→ **Stated task**
Locate every line in the rows below that contains the string "stem" and copy each such line. Case counts.

--------

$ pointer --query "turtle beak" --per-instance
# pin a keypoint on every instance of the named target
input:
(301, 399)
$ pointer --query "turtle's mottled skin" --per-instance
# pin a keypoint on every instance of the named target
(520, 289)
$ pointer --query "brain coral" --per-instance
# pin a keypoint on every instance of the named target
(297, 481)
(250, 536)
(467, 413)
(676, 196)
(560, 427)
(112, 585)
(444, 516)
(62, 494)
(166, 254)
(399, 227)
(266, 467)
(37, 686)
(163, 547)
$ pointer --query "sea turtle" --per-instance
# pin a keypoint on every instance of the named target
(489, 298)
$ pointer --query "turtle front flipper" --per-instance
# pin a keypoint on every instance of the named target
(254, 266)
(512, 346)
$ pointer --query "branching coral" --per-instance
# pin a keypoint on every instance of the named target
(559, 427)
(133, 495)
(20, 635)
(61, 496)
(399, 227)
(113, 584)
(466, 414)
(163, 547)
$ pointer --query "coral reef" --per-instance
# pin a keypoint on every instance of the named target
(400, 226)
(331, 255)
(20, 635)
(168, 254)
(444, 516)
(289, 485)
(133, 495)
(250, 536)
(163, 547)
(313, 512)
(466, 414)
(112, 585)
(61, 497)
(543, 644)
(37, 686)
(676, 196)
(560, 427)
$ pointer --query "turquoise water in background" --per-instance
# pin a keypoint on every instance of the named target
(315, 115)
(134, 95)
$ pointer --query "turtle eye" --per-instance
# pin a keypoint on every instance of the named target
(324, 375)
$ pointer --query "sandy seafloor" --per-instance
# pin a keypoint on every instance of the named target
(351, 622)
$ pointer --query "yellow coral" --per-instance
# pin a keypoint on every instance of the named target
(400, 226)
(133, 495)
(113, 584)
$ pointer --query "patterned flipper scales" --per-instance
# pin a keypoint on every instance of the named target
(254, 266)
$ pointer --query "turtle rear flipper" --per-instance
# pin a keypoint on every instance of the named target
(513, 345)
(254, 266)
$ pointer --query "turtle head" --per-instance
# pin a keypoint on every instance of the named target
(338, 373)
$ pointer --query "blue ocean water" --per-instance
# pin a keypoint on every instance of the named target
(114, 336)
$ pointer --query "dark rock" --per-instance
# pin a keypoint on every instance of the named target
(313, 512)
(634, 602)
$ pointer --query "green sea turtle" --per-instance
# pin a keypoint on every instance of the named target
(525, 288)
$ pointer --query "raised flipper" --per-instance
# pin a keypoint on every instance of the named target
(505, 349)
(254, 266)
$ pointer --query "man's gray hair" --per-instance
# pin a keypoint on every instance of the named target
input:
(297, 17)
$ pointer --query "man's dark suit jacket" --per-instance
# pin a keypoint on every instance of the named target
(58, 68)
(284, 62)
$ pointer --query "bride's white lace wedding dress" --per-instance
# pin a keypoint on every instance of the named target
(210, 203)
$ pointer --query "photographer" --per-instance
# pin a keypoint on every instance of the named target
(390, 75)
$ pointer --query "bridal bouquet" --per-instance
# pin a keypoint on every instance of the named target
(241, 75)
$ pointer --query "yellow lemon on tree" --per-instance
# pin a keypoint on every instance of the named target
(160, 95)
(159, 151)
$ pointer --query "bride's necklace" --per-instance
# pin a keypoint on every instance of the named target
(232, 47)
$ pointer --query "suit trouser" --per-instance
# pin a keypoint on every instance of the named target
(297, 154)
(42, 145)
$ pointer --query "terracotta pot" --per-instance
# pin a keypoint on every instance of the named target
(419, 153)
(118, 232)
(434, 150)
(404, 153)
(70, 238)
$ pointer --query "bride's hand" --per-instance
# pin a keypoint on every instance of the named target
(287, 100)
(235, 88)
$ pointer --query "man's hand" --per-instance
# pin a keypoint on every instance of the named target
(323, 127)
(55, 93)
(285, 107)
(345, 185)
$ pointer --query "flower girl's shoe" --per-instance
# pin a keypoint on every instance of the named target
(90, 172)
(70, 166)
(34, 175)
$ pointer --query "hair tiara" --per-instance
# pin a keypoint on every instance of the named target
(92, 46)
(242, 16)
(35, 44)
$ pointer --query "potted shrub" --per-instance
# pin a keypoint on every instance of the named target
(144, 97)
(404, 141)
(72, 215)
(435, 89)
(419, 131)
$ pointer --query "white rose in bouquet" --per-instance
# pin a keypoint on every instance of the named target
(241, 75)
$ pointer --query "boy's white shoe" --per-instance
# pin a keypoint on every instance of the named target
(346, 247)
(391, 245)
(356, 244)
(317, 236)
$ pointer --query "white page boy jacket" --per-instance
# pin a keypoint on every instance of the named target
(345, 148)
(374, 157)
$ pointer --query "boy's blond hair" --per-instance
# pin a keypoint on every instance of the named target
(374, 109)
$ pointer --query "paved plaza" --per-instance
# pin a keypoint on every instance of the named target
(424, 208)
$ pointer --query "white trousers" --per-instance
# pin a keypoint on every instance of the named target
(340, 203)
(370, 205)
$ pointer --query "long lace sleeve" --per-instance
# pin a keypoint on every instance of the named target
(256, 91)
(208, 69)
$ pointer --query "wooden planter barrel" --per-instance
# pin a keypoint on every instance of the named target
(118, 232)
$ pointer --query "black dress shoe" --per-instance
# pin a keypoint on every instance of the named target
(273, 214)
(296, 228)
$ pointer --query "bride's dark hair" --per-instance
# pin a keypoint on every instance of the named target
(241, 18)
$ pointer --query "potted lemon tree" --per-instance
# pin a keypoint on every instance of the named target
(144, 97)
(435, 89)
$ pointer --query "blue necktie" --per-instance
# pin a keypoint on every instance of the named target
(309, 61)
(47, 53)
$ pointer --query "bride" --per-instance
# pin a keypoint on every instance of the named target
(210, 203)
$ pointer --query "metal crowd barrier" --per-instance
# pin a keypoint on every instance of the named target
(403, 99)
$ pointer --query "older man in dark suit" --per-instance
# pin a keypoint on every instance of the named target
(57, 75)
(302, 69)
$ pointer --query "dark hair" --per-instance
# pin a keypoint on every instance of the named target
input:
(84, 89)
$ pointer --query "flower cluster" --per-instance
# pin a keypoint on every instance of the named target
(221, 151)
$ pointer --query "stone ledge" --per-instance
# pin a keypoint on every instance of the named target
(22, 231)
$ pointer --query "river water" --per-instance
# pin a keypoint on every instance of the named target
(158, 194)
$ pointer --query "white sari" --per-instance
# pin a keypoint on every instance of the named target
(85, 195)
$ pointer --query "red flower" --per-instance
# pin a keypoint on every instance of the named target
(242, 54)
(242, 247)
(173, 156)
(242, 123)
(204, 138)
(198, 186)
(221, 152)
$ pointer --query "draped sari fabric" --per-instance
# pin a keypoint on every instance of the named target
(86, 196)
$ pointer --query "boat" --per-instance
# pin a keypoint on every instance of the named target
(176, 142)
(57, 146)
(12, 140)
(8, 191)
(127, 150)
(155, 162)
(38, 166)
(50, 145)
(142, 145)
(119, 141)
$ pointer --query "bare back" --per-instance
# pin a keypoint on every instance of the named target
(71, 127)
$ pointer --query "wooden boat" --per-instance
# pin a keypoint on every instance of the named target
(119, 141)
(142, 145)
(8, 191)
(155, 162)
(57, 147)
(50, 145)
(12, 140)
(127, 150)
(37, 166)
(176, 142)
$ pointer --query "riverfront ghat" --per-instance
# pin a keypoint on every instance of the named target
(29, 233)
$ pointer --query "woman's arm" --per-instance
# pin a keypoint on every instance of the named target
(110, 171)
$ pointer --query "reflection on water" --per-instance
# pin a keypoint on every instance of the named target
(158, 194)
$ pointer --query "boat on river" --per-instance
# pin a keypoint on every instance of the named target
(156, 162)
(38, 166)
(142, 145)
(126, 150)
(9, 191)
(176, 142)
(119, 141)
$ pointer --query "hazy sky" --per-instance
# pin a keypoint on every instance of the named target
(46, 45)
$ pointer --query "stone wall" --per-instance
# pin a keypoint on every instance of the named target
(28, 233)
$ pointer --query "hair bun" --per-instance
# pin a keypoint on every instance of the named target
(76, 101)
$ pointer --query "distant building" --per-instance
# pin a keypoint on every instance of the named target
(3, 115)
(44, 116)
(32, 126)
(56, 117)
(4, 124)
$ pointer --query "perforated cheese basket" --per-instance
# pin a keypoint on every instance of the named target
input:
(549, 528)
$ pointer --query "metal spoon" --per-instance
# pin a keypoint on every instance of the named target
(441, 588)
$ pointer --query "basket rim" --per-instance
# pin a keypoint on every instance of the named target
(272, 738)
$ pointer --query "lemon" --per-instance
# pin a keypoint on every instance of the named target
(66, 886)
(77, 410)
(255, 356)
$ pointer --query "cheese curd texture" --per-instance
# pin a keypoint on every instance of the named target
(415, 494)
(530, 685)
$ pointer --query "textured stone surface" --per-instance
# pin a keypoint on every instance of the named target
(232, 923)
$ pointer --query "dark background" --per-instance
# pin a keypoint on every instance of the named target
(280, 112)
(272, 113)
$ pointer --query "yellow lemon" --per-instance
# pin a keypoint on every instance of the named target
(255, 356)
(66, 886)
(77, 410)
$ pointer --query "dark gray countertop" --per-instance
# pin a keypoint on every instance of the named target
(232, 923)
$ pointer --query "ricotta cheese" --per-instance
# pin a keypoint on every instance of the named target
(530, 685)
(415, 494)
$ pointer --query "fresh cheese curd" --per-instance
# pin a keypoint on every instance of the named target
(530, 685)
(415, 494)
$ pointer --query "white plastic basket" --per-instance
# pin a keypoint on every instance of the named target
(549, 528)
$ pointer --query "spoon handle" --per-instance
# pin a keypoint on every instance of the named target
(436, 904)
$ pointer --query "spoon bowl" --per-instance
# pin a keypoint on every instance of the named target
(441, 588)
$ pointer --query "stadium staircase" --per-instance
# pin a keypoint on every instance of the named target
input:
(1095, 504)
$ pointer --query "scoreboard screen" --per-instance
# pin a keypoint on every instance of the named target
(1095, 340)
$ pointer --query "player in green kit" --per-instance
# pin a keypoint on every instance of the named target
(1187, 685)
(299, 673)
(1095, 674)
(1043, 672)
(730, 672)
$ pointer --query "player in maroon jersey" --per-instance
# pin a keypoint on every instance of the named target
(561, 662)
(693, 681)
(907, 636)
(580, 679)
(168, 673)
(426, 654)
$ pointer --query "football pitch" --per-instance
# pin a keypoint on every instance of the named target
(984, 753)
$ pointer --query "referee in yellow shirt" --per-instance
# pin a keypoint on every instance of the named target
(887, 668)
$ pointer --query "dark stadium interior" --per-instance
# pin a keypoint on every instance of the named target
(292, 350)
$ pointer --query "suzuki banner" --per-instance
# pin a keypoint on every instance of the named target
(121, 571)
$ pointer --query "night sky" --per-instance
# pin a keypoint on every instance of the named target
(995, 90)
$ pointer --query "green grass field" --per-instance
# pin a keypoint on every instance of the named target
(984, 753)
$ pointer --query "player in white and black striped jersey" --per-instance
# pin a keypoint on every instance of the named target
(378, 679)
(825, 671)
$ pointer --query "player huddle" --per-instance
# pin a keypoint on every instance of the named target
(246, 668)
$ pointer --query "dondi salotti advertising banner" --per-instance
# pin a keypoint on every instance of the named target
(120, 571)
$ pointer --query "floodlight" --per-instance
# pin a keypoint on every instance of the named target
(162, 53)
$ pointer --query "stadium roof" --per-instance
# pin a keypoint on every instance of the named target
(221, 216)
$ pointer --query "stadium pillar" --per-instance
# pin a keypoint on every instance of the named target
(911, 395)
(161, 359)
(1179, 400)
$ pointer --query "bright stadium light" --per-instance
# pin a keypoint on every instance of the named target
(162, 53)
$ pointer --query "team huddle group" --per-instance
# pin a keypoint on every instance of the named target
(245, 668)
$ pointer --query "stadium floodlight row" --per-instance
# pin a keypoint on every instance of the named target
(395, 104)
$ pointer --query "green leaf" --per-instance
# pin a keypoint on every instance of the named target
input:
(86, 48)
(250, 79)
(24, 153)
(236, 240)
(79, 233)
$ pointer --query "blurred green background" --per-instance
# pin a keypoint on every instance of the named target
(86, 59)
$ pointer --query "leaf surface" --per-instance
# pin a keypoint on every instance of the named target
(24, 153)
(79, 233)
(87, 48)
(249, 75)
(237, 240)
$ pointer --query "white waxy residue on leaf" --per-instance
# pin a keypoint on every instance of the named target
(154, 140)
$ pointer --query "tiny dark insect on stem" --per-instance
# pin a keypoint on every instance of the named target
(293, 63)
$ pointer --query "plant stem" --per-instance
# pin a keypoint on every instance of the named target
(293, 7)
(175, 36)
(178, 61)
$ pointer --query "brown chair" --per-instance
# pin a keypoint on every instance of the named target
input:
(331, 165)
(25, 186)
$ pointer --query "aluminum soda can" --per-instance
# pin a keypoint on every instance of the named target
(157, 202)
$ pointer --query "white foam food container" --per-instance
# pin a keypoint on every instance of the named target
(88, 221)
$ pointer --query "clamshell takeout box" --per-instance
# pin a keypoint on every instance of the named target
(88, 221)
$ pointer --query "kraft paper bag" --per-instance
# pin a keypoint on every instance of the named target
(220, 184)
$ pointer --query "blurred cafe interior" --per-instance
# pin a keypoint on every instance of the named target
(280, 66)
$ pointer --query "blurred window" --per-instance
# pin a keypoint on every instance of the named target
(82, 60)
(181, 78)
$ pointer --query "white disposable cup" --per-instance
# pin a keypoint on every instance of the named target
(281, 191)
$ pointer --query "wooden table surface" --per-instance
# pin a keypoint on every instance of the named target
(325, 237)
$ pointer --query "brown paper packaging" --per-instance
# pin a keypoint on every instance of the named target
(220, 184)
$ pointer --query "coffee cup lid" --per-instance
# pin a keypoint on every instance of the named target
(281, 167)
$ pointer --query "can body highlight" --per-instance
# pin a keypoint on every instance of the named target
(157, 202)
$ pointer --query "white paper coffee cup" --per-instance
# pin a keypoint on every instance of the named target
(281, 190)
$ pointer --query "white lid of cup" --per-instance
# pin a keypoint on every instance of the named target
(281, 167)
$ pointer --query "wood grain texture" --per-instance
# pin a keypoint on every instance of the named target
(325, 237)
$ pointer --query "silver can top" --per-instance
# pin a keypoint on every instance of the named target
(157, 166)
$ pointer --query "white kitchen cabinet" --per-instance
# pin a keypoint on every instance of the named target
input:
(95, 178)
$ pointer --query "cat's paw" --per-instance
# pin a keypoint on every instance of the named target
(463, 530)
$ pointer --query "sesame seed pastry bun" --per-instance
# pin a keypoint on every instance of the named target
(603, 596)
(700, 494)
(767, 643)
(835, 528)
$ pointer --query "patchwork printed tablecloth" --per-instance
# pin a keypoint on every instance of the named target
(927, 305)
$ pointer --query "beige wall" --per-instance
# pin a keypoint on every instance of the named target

--------

→ **Solution for this task**
$ pointer --query "tiny dark insect on stem" --per-instance
$ pointer --query "plant stem" --per-instance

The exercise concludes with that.